## Texte
Aux États-Unis, certains obèses en ont ras le bol d'être constamment montrés du doigt pour leur tour de taille. Se considérant comme des victimes de la guerre contre l'obésité, ils ont décidé de se rebeller.

Deb Malkin est grosse et fière de l'être. Les mots «obèse» ou «surpoids», très peu pour elle. «Les maigres ne disent pas qu'elles sont en «sous-poids», et le mot «obèse» appartient au monde médical. Je ne veux pas être vue à travers une lunette médicale», plaide la ronde propriétaire de Re/Dress, première boutique de vêtements d'époque de grande taille à New York.

 

À ses yeux, le poids d'une personne est devenu une nouvelle cause de discrimination au même titre que la race ou l'orientation sexuelle. Et comme certains Noirs qui se sont réapproprié le mot «nègre» ou certains gais qui ont repris le terme queer, certains gros revendiquent aujourd'hui avec fierté le mot fat, (gras). «Il y a quelque chose d'un peu scandaleux à faire ça», se félicite Deb Malkin.

Sans se décrire comme une militante, cette sympathique blonde fait partie des gens qui refusent d'être victimes d'ostracisme pour leur tour de taille. Selon eux, les États-Unis sont devenus une société qui a la «phobie des gros». Où les gros ont remplacé les fumeurs comme nouveau punching-ball national. Contrairement au discours traditionnel, ils soutiennent qu'on peut être gros, heureux et en santé.

## Matériel
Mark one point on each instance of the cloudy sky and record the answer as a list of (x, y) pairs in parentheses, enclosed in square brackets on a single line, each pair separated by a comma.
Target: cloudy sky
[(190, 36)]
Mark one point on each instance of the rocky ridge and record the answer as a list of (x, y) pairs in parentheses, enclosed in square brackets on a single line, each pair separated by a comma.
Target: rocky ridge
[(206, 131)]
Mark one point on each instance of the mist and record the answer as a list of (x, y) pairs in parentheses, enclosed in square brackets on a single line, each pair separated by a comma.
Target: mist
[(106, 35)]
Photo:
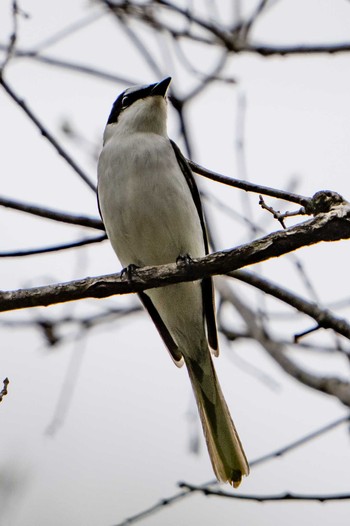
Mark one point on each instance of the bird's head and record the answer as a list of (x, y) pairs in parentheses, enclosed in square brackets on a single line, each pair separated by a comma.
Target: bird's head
[(140, 109)]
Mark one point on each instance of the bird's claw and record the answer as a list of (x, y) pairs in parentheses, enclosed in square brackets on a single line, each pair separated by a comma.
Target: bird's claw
[(184, 259), (128, 272)]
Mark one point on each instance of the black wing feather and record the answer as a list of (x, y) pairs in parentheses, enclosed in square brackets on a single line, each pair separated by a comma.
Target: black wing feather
[(207, 283)]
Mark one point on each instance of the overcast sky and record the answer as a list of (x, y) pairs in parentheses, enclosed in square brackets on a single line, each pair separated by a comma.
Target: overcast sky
[(124, 439)]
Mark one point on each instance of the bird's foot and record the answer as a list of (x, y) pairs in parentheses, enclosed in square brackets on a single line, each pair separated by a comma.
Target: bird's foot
[(128, 272), (184, 260)]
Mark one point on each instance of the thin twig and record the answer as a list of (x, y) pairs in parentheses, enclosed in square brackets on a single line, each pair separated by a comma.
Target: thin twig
[(3, 391), (265, 498), (260, 460), (54, 248), (55, 215), (45, 133), (250, 187)]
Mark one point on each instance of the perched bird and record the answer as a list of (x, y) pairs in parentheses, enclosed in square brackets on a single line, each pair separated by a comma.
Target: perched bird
[(150, 205)]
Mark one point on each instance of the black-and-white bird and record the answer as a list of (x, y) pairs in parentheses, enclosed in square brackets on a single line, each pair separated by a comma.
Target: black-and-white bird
[(152, 213)]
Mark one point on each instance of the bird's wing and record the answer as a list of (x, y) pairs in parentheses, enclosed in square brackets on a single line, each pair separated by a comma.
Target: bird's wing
[(162, 329), (207, 283)]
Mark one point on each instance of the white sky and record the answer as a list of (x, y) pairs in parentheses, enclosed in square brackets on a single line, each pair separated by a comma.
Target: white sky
[(124, 442)]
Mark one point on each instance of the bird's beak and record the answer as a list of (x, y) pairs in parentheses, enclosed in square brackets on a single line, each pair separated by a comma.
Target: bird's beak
[(161, 88)]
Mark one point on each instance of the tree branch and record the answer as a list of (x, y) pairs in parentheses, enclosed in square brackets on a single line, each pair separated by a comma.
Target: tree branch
[(264, 498), (331, 226), (45, 133), (55, 215)]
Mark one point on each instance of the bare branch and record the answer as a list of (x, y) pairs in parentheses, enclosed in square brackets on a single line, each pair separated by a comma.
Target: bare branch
[(45, 133), (265, 498), (55, 215), (3, 391), (330, 226), (249, 187), (323, 317), (273, 454), (330, 385), (55, 248)]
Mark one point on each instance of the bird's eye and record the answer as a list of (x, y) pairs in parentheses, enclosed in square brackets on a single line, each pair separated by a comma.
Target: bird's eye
[(125, 101)]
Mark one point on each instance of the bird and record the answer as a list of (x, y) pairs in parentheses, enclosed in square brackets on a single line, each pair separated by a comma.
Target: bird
[(151, 208)]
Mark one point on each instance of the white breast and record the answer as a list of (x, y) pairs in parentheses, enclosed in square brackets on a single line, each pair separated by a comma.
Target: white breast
[(145, 201)]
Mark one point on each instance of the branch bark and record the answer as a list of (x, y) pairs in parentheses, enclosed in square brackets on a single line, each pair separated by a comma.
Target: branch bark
[(330, 226)]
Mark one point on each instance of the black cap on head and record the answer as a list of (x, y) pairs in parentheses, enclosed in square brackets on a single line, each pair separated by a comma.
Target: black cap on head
[(130, 95)]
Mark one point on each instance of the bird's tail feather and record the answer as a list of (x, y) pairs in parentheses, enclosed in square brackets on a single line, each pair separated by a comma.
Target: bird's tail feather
[(224, 446)]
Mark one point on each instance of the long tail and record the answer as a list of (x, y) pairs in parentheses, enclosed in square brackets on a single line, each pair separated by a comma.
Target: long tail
[(224, 446)]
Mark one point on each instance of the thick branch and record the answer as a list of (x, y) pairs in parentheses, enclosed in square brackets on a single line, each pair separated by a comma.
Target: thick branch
[(331, 226)]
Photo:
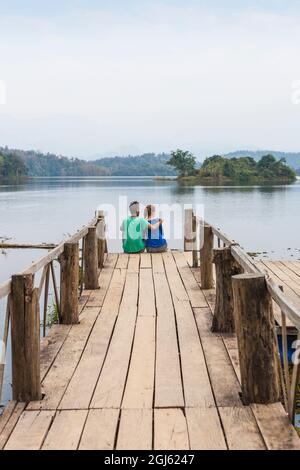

## Activité 1
Répondez aux questions suivantes d'après le texte sur la fierté des gros.
(a) Quelle boutique Deb Malkin possède-t-elle, et dans quelle ville ?
(b) Quel mot certains gros revendiquent-ils aujourd'hui avec fierté ?
(c) Selon ces personnes, qui les gros ont-ils remplacé comme nouveau punching-ball national ?
## Activité 2
Poursuivez le texte sur la fierté des gros à partir de sa dernière phrase, en conservant son ton journalistique.

## Réponse attendue 1
(a) Re/Dress, première boutique de vêtements d'époque de grande taille, à New York.
(b) Le mot fat (gras).
(c) Les fumeurs.

## Réponse attendue 2
Obsession de la minceur

Vendredi dernier, Deb Malkin a ainsi accueilli dans sa boutique de Brooklyn quelques-uns des 53 auteurs du livre The Fat Studies Reader (NYU Press). Devant une quarantaine de personnes, ils ont lu des passages de ce nouveau livre qui pourrait bien devenir la bible du «mouvement de libération des gros».

Tirant à boulets rouges sur l'industrie des régimes et l'obsession de la minceur, cet ouvrage se présente comme la première anthologie des Fat Studies (études des gros), un domaine de recherche en pleine croissance aux États-Unis.

Pour ses partisans, les Fat Studies se définissent surtout par ce qu'elles ne sont pas. «Si vous pensez que les personnes grosses peuvent (et doivent) perdre du poids, alors vous ne faites pas partie des Fat Studies, vous faites partie de l'industrie du régime, qui rapporte 58,6 milliards de dollars par an», écrit en introduction la militante Marilyn Wann.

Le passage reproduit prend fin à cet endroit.